Position identification records:

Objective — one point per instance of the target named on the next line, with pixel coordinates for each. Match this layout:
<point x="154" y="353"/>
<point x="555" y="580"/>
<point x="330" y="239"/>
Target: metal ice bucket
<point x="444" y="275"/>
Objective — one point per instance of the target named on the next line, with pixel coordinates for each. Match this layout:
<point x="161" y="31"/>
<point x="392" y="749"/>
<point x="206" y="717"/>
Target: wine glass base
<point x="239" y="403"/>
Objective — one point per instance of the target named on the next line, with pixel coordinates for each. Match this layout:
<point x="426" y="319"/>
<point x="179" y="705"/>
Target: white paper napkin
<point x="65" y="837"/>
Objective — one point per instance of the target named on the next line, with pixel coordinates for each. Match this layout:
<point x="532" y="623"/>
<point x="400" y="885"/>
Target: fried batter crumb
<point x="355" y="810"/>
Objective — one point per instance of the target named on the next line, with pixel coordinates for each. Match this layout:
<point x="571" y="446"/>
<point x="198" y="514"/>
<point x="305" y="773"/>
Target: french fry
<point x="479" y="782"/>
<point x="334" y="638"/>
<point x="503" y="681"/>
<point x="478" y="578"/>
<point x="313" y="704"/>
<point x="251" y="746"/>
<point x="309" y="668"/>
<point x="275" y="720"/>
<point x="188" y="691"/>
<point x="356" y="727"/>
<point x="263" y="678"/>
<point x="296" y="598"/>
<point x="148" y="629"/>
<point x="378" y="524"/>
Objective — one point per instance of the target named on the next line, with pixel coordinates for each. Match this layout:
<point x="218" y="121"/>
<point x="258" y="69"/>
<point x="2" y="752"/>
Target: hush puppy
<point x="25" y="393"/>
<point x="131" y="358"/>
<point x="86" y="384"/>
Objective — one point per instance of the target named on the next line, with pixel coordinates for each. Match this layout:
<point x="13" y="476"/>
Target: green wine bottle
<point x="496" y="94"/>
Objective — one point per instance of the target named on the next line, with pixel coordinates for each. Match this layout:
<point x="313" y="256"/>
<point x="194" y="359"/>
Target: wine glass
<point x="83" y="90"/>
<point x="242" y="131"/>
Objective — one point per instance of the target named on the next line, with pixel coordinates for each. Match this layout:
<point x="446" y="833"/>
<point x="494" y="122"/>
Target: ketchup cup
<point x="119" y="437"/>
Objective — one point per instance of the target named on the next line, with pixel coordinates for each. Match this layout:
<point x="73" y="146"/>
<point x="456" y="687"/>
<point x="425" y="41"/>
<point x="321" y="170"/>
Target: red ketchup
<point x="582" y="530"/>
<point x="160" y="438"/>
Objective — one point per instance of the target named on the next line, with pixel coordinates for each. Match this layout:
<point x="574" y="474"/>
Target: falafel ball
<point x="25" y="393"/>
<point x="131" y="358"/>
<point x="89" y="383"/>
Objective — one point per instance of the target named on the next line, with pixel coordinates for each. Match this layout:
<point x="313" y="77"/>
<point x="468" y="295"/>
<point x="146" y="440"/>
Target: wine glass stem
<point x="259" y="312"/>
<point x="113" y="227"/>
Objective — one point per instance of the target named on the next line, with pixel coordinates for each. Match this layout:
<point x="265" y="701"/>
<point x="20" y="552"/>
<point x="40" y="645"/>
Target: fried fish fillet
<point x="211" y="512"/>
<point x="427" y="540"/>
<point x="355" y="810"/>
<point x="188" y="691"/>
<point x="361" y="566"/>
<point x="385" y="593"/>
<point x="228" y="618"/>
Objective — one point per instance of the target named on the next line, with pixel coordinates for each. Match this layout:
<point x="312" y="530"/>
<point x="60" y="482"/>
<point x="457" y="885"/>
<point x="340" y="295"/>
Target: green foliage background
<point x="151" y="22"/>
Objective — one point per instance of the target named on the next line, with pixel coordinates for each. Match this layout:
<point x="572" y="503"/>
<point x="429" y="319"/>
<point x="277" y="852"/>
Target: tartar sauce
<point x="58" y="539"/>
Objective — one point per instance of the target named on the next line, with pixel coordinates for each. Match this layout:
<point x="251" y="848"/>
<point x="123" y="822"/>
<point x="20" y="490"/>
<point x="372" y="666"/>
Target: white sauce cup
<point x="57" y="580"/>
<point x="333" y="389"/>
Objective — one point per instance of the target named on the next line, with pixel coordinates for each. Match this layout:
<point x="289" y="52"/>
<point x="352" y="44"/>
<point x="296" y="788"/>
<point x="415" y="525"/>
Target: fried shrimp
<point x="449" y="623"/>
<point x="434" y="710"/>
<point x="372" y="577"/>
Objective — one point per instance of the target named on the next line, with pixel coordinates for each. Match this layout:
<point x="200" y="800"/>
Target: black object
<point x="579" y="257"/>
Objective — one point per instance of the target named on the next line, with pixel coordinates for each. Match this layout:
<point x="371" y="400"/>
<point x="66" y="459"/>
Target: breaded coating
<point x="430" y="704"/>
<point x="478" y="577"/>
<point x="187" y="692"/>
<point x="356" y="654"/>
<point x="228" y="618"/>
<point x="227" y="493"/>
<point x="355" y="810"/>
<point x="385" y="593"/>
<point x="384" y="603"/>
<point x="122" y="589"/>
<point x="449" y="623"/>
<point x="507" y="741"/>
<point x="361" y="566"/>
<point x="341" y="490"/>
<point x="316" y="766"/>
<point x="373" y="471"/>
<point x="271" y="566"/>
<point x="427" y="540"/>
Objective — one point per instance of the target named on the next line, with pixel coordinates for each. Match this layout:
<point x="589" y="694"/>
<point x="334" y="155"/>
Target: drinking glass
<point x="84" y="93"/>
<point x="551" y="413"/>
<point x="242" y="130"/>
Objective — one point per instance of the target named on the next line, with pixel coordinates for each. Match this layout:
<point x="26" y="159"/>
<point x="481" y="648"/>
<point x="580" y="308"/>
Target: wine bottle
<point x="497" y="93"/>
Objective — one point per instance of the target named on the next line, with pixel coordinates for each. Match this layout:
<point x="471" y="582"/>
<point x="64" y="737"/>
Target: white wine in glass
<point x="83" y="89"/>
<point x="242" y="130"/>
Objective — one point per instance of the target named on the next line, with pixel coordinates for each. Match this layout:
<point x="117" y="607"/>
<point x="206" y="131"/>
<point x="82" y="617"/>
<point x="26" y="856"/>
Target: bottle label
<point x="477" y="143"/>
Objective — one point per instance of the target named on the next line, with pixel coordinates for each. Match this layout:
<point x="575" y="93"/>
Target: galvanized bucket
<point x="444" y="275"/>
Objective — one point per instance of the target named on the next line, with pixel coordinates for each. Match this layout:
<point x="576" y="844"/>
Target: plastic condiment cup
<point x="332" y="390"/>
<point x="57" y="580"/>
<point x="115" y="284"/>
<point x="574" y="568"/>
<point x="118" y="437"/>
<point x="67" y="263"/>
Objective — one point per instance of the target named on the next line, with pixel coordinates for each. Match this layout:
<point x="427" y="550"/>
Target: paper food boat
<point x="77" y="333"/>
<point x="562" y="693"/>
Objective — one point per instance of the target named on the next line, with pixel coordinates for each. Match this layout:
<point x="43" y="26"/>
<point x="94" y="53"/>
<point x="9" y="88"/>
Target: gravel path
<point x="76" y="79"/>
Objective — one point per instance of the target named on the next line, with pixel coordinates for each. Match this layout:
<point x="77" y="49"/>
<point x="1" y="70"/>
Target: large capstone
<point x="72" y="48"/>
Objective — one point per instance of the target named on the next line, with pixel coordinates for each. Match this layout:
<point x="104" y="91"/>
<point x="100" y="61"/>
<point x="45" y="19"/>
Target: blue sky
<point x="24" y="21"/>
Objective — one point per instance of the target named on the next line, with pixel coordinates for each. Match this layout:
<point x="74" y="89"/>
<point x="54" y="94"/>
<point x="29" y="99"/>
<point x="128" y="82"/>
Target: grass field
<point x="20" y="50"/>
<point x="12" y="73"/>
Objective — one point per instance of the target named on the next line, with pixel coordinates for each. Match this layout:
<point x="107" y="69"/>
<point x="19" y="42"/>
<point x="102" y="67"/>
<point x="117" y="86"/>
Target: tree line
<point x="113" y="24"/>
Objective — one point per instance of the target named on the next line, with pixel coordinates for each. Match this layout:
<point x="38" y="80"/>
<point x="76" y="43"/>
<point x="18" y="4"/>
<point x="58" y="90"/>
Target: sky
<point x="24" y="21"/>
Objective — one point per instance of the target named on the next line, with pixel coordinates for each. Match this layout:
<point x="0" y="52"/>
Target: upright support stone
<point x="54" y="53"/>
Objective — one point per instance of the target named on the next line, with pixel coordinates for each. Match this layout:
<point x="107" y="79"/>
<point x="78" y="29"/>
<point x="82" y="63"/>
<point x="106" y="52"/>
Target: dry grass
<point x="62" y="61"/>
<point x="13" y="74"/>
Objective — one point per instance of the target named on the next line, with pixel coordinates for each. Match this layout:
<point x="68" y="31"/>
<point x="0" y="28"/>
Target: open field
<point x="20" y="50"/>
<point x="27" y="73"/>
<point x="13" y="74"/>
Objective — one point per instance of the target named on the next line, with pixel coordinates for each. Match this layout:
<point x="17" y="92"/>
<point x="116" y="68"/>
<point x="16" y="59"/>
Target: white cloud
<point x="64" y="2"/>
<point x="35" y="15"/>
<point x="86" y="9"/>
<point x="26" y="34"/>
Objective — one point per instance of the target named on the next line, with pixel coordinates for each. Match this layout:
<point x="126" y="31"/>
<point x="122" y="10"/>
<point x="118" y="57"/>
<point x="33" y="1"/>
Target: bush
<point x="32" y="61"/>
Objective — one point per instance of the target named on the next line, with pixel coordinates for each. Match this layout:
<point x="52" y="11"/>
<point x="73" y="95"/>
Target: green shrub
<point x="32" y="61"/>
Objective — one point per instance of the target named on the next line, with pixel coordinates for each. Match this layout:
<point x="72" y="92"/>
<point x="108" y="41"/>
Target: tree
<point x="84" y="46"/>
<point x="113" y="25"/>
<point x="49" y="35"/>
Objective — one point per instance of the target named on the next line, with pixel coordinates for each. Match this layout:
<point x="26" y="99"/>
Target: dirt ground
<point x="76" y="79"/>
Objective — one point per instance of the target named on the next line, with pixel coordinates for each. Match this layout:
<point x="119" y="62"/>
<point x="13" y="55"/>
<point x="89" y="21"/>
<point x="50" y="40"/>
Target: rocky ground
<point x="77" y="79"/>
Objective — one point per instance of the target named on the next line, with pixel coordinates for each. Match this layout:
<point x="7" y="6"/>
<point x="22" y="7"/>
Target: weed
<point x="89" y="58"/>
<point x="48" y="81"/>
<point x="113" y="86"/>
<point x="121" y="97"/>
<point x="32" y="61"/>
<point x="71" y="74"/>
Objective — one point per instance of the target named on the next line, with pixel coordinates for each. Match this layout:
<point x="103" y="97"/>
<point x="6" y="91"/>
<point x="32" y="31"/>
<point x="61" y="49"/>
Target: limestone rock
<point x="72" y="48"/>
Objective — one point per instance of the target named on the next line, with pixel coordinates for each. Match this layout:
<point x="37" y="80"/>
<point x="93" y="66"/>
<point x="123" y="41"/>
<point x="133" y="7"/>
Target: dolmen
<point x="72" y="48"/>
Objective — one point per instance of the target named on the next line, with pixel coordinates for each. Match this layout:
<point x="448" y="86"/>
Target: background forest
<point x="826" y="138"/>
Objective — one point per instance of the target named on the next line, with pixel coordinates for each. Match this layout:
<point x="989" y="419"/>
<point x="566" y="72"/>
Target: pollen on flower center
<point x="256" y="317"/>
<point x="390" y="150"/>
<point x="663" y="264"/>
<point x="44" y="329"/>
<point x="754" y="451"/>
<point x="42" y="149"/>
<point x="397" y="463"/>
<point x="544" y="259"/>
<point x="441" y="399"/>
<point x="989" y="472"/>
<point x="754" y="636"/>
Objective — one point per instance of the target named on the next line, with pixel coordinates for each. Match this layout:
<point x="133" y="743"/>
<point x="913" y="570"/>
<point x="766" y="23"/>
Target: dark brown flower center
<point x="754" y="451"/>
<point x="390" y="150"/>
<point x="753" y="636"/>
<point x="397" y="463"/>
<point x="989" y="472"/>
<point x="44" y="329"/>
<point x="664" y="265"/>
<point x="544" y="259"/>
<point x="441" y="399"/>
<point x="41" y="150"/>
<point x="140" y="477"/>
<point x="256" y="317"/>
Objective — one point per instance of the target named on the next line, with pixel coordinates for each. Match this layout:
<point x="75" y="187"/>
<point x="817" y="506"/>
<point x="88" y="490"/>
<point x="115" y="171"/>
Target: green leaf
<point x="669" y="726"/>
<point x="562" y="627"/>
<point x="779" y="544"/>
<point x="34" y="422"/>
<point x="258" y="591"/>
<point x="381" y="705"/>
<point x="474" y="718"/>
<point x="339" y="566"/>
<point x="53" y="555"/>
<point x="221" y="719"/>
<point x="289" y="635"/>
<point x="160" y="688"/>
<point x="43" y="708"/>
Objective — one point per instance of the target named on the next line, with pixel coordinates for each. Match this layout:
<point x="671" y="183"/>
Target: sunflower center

- _Given exercise_:
Please pick out and copy every line in the data above that contains the word "wine", matching case exactly.

- _Written solution_:
Target: wine glass base
Target: green wine bottle
Target: wine glass
Target: wine glass stem
Target: wine bottle
Target: white wine in glass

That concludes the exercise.